Data extracted from a collection:
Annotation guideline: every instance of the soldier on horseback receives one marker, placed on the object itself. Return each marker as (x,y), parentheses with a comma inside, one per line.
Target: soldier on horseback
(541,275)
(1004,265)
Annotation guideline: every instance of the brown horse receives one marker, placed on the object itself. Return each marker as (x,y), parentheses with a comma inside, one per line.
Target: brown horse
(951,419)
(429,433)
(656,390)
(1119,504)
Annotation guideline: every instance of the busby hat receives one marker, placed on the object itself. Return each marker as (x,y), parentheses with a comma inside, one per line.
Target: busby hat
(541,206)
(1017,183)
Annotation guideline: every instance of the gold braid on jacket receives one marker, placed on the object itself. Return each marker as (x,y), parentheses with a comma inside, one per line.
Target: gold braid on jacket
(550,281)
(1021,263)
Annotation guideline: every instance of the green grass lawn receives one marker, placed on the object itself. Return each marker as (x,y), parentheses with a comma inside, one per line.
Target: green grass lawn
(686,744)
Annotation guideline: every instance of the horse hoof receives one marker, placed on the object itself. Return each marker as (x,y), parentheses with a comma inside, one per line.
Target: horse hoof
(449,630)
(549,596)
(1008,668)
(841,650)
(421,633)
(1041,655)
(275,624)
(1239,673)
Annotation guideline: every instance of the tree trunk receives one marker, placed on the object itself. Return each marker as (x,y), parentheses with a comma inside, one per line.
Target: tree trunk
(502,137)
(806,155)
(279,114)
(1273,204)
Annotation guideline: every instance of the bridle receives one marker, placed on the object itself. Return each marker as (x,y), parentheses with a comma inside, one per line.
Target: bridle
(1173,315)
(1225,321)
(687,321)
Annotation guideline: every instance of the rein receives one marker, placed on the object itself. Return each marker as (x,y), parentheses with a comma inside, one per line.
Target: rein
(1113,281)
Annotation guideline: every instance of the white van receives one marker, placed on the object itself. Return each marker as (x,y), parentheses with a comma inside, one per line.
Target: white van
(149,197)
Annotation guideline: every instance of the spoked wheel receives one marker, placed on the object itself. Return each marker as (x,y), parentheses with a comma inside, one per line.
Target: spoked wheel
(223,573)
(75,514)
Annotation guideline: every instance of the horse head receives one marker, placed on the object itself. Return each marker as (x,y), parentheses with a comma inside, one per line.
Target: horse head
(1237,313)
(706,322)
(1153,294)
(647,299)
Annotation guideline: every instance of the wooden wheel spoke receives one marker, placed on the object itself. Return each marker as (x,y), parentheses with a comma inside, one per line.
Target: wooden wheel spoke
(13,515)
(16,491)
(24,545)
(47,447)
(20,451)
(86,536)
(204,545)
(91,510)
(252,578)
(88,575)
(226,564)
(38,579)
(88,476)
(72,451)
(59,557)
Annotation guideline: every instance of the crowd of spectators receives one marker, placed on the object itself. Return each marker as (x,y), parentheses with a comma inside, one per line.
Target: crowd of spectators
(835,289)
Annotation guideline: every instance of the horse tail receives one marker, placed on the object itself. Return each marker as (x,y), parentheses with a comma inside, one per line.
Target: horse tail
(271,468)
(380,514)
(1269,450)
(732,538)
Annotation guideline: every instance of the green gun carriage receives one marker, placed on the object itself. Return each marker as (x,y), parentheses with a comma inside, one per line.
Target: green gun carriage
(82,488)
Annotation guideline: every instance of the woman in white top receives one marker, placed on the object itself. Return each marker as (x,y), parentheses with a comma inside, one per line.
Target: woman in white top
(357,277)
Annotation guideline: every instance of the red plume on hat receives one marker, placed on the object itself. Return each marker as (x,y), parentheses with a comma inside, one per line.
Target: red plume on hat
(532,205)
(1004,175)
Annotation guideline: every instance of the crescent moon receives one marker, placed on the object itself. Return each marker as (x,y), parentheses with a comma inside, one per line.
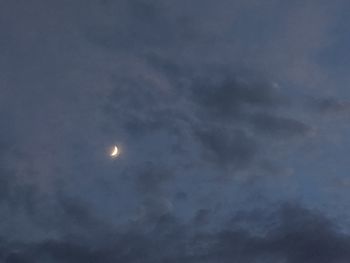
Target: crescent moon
(114,152)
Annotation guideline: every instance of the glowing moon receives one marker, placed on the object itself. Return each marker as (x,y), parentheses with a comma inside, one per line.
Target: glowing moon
(114,152)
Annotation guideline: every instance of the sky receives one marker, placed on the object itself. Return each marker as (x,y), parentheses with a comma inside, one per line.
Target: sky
(231,117)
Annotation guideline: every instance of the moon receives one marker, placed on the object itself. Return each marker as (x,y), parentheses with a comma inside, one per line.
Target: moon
(115,151)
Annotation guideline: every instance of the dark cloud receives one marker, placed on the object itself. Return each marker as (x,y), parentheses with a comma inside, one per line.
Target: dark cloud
(227,148)
(189,91)
(230,96)
(297,236)
(331,105)
(279,126)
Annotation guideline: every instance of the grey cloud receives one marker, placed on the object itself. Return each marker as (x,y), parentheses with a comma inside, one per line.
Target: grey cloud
(331,105)
(228,148)
(299,235)
(279,126)
(230,96)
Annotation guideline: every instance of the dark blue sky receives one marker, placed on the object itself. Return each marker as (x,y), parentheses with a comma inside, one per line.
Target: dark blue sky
(232,117)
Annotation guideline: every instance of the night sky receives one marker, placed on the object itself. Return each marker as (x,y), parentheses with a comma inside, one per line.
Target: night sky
(232,118)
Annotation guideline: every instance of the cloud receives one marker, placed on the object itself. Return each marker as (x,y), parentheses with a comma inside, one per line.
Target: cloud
(298,235)
(279,126)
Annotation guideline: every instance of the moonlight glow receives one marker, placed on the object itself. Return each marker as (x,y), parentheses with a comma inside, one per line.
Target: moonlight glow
(114,152)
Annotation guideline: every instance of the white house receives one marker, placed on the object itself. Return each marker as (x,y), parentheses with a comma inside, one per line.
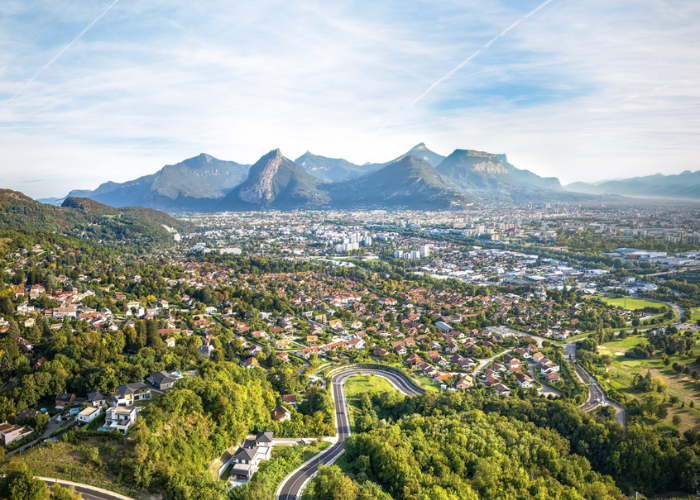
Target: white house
(89,414)
(120,418)
(10,433)
(246,460)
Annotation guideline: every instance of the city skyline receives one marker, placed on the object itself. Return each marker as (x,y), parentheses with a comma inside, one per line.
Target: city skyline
(112,90)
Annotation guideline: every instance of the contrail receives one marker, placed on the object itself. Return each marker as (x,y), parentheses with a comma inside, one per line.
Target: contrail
(58,55)
(466,61)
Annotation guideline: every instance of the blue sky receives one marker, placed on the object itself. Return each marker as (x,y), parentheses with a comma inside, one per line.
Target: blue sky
(582,90)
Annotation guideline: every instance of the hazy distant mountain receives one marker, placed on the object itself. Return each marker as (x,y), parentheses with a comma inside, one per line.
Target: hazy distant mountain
(418,179)
(685,185)
(407,182)
(339,170)
(478,173)
(423,153)
(329,169)
(275,181)
(420,151)
(191,184)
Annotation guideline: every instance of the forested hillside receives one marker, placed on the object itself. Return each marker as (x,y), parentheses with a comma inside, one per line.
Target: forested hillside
(88,219)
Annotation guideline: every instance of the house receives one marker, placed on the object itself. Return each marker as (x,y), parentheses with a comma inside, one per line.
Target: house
(290,399)
(10,433)
(511,361)
(127,394)
(464,382)
(120,418)
(97,399)
(502,390)
(524,381)
(250,362)
(281,414)
(88,414)
(247,458)
(64,400)
(205,350)
(162,380)
(356,344)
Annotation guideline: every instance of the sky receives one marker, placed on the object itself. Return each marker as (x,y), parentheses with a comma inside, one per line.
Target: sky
(584,90)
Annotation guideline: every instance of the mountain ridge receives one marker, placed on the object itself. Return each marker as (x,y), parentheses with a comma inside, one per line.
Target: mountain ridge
(683,186)
(88,219)
(204,183)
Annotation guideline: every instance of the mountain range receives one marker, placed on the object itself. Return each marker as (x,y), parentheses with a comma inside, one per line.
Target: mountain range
(683,186)
(88,219)
(418,179)
(189,185)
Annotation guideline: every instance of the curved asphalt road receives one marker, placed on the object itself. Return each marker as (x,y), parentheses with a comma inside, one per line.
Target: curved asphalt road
(294,484)
(88,492)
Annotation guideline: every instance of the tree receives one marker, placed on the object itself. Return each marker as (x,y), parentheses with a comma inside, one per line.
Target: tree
(332,484)
(8,365)
(58,492)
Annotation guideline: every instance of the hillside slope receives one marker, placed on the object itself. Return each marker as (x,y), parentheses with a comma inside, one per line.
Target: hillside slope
(683,186)
(192,184)
(275,181)
(479,173)
(408,182)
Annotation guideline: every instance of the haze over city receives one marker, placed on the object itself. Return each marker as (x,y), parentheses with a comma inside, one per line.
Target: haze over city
(112,90)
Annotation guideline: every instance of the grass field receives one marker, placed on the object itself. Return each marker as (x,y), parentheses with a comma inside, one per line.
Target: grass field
(358,385)
(695,314)
(620,376)
(630,303)
(369,384)
(70,461)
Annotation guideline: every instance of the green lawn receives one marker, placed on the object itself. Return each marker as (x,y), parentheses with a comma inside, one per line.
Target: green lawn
(358,385)
(695,314)
(361,384)
(620,376)
(630,303)
(69,461)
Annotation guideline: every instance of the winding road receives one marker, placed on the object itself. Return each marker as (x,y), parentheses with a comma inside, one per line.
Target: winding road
(293,485)
(597,396)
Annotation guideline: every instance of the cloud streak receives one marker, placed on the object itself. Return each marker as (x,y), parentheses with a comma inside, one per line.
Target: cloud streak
(59,54)
(466,61)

Job:
Write out again, unchanged, every line from the line containing "Annotation guideline: every instance of the grass" to the final line of the material above.

Answer to this exercise:
Annotation guideline: every instance of the grass field receives one marker, placed on the object itself. Return each marker as (x,y), parentheses with a comma inside, one per line.
Target: grass field
(358,385)
(695,314)
(620,376)
(630,303)
(369,384)
(70,461)
Annotation guideline: every instance of the green lawn receives one marker, placed on the object itself. Return each marker as (x,y), parentheses with a comma inside, one per line.
Target: green lawn
(358,385)
(695,314)
(361,384)
(620,376)
(630,303)
(69,461)
Annotation guideline: every instance of the winding road receives one marker, placed on the object itself. Return each marker as (x,y), parentheses with a comma inside, one per line.
Target: winding road
(293,485)
(597,396)
Annotation guideline: every instance of the cloud streak receives one marker, placed on the object itself. Return each marker as (x,y), parentheses with a comma inside, one per line.
Target: cloud streak
(59,54)
(466,61)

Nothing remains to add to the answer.